• **DOCUMENT EXCERPT**
Facebook stole my book to train its AI. The insult wasn’t the money

May 7, 2025

It started with an email from my literary agent.

“You might’ve heard about LibGen and books being used to train AI,” she wrote. “A search of the database shows that Poe for Your Problems is on the list.”

I had seen the headline, back in March, in The Atlantic: “Meta (META) pirated millions of books to train its AI,” it screamed. But to my shame, I hadn’t actually read the piece. I had been too busy writing for Quartz (as now) and chasing my four-year-old around the house. Life goes on, even when someone steals your intellectual property.

Yet there it was. The story detailed how Meta employees had downloaded tens of gigabytes of pirated books from LibGen, a well-known “shadow library” that hosts roughly eight million titles. They used these files to help train LLaMA 3, the company’s most advanced language model.

Internal discussions, unsealed earlier this year as part of an ongoing lawsuit, show that Meta’s engineers explicitly debated the legal risks and chose to proceed anyway, looking to save both time and money. The documents further suggest that top leadership signed off on the maneuver. “Eventually, the team at Meta got permission from ‘MZ’ — an apparent reference to Meta CEO Mark Zuckerberg — to download and use the data set,” The Atlantic reported.

In response, a group of authors including Sarah Silverman have filed a class action lawsuit, now winding its way through the legal system.

Still, when my agent’s email came, my first reaction wasn’t outrage

Instead, I was relieved. My little book had been deemed important enough to steal! Thank goodness. The greater shame would’ve been not being pirated, considering the scale of the theft. I turned to a friend who happened to be standing nearby and said, “It’s just nice to be included.”

If that seems like a perverse reaction, well, it conveys how humbling it can be to achieve your lifelong author dreams. Many people dream of publishing a book someday — I had since I was eight years old — but becoming an author is a lesson in humility, at least in my experience. You show up at a bookstore to give a reading to five people, two of whom are your dad’s cousins. You do podcast interviews in which the host greets you with, “So I haven’t had time to read your book… can you remind me what it’s about and who you are?” Like I said: humbling.

But the relief quickly curdled as I remembered what it had been like to sell the book in the first place. Nonfiction is sold on proposal — which means you don’t write the book, you write a 40-page business plan for the book. I spent years on mine, rewriting it three separate times. I got upwards of two dozen rejections before it finally went to auction and found a home with a Hachette subsidiary in 2019.

After that, it took another year to write the actual book. When it came out in 2021, I spent thousands of hours promoting it.

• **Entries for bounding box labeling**
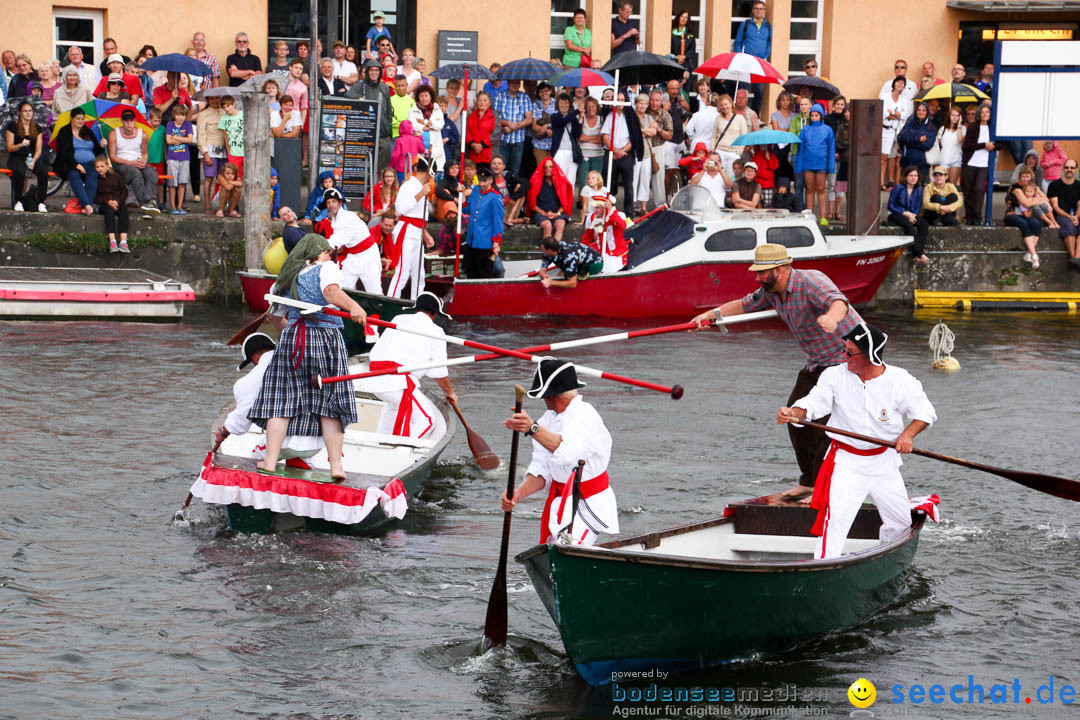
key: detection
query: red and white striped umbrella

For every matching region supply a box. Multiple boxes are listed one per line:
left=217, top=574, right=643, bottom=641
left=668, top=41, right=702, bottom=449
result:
left=694, top=53, right=784, bottom=85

• **WHAT YOU NEED TO DO**
1. For each statement about the essay on Meta's use of pirated books, answer yes or no, and quote the words from the essay that decide it. (a) The writer's book sold on its first submission to publishers. (b) LibGen hosts roughly eight million titles. (c) The writer's first reaction to the agent's email was outrage.
2. Answer these questions from the essay on Meta's use of pirated books:
(a) Which language model did Meta use the downloaded files to help train?
(b) In what year did the writer's book come out?
(c) How many pages long is the proposal for a nonfiction book, as the writer describes it?

• **SOLUTIONS PER TASK**
1.
(a) No: "I got upwards of two dozen rejections before it finally went to auction and found a home with a Hachette subsidiary in 2019."
(b) Yes: "a well-known “shadow library” that hosts roughly eight million titles"
(c) No: "my first reaction wasn’t outrage"

2.
(a) LLaMA 3
(b) 2021
(c) 40 pages